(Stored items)
● ● ●
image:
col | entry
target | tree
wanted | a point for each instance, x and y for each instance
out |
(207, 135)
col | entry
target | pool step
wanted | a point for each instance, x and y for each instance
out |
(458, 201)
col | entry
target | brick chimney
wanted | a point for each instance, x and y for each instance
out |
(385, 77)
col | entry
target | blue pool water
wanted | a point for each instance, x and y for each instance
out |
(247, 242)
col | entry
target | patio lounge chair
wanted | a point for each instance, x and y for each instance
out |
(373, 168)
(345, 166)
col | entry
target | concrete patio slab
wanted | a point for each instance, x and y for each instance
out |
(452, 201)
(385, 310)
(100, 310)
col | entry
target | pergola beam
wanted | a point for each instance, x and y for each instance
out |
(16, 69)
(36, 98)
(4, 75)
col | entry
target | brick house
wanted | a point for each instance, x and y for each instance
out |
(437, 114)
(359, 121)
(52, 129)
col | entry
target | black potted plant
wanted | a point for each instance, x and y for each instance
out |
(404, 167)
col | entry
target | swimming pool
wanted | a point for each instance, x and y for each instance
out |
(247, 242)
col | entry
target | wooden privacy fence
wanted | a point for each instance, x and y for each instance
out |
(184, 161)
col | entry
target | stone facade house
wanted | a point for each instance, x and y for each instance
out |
● ● ●
Exercise requirements
Print the listing above in full, exactly as it is.

Answer to the problem
image:
col | entry
target | tree
wanted | a point for each instance, x and y for each instance
out |
(207, 135)
col | entry
target | pool step
wanted | a point for each instance, x and y for each instance
out |
(458, 201)
col | entry
target | brick chimney
wanted | a point for each instance, x and y for each instance
out |
(385, 77)
col | entry
target | blue pool water
wanted | a point for each instance, x and y for each instance
out |
(247, 242)
col | entry
target | patio lounge chair
wanted | a point for each instance, x and y for each instance
out |
(373, 168)
(345, 166)
col | entry
target | concrete patio slab
wanted | a point for each instance, x and y for each instance
out |
(452, 201)
(385, 310)
(100, 310)
col | entry
target | pergola beam
wanted | a point for each instance, x and y for each instance
out |
(16, 69)
(36, 98)
(4, 75)
col | entry
target | brick house
wanted | a point for each instance, x and y for each instance
out |
(437, 114)
(359, 121)
(52, 129)
col | entry
target | black potted plant
wanted | a point for each instance, x and y for each instance
out |
(404, 167)
col | entry
target | swimming pool
wanted | a point for each instance, x and y for each instance
out |
(247, 242)
col | entry
target | wooden privacy fence
wanted | a point for each instance, x and y for each instance
out |
(184, 161)
col | entry
target | stone facade house
wanted | a point for each instance, x and y for each instance
out |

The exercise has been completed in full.